Bridges to Nowhere: Navigating Ethical Quandaries That Have Emerged With Novel Approaches to Organ Transplantation

Author: Jordan Francke, MD, MPH

Advances in extracorporeal membrane oxygenation and organ transplantation can preserve life and increase the number of organs available for donation. However, these technologies have also created difficult ethical questions involving death, medical futility, patient autonomy, resource allocation, and the responsibilities of clinicians.

A session at the 2026 IARS and SOCCA Annual Meeting examined the ethical challenges that arise when temporary organ-support therapies become indefinite and when newer organ-recovery procedures test traditional definitions of death.

When the Bridge Becomes the Destination

Shahla Siddiqui, MBBS, MSc, discussed the concept of a “bridge to nowhere.”

Natural language region descriptions:
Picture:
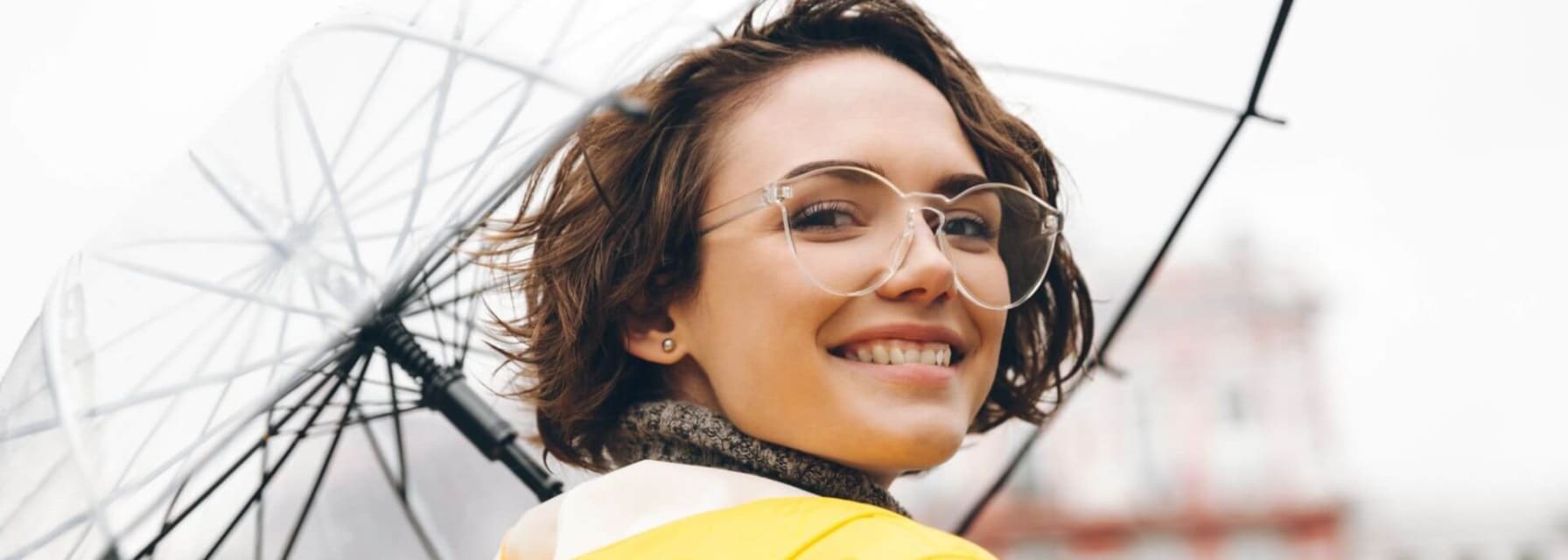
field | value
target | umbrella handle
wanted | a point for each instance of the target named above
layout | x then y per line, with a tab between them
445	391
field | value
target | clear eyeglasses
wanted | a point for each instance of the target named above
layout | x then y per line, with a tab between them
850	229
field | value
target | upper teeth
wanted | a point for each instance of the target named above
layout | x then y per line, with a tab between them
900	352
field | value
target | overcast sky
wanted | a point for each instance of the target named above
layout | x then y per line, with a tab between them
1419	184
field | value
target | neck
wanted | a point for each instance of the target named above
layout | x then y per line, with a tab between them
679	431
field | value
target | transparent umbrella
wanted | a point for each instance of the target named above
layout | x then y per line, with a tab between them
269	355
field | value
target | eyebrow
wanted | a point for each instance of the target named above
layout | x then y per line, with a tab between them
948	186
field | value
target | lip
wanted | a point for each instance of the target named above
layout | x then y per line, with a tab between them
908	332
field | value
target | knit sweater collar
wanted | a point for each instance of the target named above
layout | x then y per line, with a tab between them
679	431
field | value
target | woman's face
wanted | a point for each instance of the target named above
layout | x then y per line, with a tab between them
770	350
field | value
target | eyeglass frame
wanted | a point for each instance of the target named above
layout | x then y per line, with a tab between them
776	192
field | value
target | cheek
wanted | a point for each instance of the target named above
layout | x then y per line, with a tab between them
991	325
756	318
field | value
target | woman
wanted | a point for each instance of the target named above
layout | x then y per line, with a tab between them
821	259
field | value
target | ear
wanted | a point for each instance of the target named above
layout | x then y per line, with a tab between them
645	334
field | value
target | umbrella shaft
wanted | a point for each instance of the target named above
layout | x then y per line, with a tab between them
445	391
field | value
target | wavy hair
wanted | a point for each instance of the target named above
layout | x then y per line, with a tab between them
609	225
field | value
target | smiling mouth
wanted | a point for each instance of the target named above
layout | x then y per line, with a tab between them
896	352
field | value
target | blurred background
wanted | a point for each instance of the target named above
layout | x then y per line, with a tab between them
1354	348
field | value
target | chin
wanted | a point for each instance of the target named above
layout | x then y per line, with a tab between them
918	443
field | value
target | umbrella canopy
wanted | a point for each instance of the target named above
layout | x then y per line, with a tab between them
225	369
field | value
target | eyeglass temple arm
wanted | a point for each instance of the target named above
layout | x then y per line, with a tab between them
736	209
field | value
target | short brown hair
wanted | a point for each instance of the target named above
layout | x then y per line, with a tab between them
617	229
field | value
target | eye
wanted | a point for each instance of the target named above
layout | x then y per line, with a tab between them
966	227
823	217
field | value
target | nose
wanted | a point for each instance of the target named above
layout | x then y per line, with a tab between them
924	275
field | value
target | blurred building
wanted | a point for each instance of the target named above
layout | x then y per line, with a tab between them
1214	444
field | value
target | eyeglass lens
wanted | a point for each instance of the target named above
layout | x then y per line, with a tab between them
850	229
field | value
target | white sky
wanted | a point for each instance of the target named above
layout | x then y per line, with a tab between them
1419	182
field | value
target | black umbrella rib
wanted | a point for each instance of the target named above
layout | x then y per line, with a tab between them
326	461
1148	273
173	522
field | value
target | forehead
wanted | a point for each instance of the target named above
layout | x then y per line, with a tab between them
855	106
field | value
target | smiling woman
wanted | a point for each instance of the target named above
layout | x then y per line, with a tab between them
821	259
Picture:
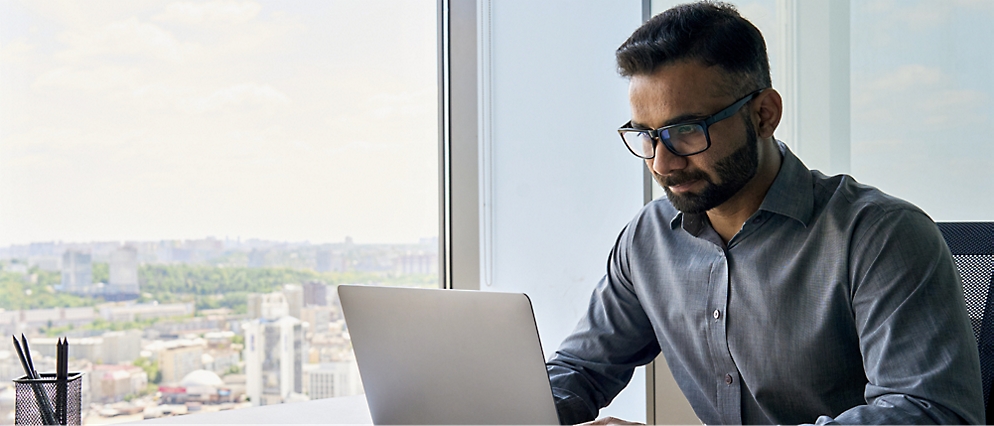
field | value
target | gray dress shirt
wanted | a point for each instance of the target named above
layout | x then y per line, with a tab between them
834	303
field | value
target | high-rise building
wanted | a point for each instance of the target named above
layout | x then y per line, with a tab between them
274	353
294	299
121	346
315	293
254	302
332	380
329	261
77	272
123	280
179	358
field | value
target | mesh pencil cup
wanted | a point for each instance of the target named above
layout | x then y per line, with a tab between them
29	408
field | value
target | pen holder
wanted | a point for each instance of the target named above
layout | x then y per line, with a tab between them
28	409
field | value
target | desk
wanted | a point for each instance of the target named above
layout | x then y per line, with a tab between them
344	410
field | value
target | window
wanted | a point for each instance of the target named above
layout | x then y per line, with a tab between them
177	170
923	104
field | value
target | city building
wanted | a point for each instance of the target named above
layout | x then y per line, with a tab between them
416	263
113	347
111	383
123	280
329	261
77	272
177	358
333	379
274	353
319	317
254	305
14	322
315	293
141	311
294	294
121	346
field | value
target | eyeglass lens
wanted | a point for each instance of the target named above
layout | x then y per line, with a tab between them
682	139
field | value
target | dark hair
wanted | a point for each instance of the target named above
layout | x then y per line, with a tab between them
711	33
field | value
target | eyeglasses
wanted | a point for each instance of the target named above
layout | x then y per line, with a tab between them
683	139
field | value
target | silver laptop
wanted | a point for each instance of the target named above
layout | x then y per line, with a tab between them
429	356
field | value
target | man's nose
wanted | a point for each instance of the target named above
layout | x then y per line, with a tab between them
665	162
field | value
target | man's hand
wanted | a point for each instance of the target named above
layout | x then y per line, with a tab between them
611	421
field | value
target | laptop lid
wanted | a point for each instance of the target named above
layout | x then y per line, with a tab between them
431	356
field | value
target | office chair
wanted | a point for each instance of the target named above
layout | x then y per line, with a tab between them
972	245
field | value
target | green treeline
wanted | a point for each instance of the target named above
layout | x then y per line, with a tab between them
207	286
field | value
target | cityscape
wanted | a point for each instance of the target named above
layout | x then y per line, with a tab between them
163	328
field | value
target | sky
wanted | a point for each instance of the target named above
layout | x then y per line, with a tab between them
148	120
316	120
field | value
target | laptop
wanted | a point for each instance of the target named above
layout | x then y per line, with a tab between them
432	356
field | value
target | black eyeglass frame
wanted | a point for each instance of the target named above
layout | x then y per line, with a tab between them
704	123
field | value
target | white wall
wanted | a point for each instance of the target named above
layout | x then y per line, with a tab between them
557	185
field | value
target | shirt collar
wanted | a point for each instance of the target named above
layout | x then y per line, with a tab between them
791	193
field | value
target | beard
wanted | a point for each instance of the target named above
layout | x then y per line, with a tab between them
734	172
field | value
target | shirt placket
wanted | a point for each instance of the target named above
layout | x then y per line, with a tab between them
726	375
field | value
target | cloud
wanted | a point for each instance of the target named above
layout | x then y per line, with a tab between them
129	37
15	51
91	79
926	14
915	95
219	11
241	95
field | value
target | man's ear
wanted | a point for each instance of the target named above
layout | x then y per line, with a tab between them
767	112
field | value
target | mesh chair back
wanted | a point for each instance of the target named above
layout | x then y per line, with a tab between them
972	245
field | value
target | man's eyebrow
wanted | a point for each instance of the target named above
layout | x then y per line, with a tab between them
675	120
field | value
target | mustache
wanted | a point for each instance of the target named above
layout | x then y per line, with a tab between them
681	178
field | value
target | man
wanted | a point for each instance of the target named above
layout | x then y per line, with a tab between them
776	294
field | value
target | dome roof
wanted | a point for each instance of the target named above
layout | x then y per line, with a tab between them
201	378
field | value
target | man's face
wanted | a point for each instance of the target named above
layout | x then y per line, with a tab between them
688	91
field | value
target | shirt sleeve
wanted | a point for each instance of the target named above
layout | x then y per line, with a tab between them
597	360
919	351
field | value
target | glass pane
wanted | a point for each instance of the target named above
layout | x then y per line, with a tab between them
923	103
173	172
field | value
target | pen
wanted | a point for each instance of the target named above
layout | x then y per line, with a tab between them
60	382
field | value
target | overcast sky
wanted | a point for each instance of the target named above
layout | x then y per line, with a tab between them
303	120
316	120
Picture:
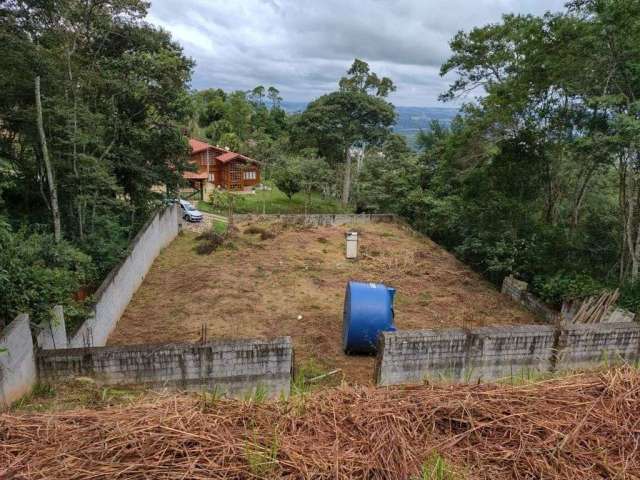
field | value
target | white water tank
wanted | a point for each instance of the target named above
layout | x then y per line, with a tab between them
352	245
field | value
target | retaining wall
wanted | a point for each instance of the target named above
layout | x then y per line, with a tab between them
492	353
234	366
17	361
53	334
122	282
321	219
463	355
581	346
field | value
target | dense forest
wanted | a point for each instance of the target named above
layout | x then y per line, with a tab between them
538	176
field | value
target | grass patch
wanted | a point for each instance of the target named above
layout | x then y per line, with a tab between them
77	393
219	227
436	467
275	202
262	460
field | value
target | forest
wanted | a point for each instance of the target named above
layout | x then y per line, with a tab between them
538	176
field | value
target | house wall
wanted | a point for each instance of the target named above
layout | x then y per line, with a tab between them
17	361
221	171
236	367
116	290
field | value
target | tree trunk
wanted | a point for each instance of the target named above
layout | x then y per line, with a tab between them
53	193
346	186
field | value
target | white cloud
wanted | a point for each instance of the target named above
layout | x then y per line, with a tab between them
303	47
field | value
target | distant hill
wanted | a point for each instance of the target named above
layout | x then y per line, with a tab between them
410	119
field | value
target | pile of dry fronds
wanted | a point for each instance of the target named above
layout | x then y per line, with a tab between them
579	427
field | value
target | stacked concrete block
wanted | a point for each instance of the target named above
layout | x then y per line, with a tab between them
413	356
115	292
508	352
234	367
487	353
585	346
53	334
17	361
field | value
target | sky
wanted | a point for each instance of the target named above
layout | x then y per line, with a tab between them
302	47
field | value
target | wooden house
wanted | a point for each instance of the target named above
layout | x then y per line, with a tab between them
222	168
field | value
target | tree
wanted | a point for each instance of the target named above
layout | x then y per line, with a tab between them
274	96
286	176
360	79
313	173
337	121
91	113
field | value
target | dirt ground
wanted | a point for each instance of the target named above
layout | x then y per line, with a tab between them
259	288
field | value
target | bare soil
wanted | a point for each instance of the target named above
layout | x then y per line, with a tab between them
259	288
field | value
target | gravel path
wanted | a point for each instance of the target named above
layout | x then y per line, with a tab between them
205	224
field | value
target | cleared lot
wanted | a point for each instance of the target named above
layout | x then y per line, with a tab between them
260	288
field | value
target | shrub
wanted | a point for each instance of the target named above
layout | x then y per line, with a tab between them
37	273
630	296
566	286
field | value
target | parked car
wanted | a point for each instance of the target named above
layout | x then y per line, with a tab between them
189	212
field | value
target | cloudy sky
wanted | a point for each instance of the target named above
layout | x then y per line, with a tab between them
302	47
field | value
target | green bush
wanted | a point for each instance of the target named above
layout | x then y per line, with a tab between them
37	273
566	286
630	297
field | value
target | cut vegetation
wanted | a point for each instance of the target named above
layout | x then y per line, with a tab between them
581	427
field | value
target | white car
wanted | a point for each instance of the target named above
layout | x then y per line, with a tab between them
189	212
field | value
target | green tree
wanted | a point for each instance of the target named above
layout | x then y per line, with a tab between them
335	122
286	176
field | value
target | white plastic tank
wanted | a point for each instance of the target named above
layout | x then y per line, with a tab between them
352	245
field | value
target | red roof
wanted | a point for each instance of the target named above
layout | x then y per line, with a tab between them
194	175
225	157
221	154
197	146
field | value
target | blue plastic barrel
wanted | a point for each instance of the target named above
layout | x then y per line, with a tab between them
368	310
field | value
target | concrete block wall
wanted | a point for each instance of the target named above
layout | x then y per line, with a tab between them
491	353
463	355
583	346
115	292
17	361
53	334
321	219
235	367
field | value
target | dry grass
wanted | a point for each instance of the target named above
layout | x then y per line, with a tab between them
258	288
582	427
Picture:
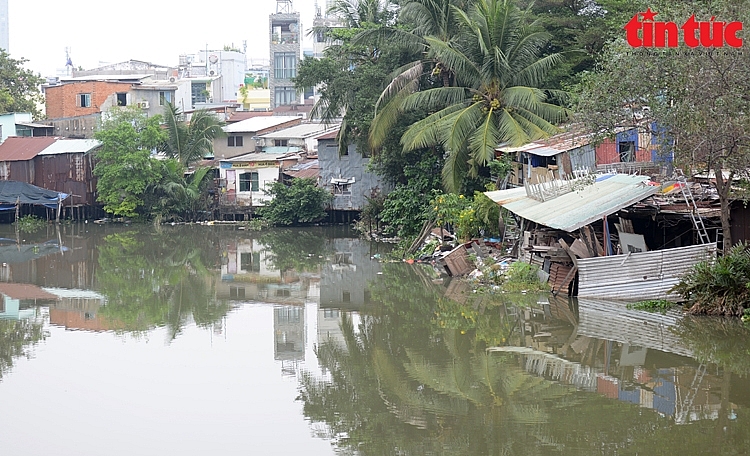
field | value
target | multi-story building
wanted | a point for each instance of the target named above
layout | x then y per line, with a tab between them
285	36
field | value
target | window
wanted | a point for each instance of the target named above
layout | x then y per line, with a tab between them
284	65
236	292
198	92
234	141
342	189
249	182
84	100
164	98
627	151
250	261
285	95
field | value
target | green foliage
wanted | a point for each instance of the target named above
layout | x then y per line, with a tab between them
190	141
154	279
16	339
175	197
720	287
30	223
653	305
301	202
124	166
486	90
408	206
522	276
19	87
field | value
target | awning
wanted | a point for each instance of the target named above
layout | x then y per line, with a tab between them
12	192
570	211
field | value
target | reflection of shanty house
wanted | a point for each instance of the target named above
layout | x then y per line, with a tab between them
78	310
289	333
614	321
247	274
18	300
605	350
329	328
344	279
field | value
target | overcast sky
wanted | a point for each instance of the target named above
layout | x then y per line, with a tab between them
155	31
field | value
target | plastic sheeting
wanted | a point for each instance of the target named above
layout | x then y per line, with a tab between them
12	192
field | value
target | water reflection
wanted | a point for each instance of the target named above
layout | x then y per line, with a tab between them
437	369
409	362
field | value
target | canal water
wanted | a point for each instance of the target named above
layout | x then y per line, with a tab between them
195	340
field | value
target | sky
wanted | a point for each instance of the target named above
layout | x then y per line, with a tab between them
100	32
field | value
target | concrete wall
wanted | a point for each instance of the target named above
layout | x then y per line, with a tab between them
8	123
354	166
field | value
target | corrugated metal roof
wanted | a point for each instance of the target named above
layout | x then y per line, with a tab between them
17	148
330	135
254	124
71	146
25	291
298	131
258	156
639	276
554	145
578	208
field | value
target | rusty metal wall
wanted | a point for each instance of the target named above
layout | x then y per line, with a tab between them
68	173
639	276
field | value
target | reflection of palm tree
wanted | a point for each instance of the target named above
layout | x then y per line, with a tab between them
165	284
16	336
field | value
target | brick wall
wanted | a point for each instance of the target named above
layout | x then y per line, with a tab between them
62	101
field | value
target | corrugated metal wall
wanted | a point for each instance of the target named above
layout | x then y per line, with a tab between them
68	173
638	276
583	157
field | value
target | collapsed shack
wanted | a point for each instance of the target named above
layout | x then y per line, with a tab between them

• **Tasks to perform**
1. Decide whether each statement below agrees with the article on ethics in organ transplantation. Answer yes or no, and quote the words of the article that settle it.
(a) The session was held at the 2026 IARS and SOCCA Annual Meeting.
(b) The article says these technologies reduce the number of organs available for donation.
(c) Shahla Siddiqui discussed the concept of a “bridge to nowhere.”
2. Return the part of the article on ethics in organ transplantation from "Author: Jordan Francke, MD, MPH" up to and including "responsibilities of clinicians.", copied word for word.

• **Responses**
1.
(a) Yes: "A session at the 2026 IARS and SOCCA Annual Meeting examined the ethical challenges"
(b) No: "increase the number of organs available for donation"
(c) Yes: "Shahla Siddiqui, MBBS, MSc, discussed the concept of a “bridge to nowhere.”"

2.
Author: Jordan Francke, MD, MPH

Advances in extracorporeal membrane oxygenation and organ transplantation can preserve life and increase the number of organs available for donation. However, these technologies have also created difficult ethical questions involving death, medical futility, patient autonomy, resource allocation, and the responsibilities of clinicians.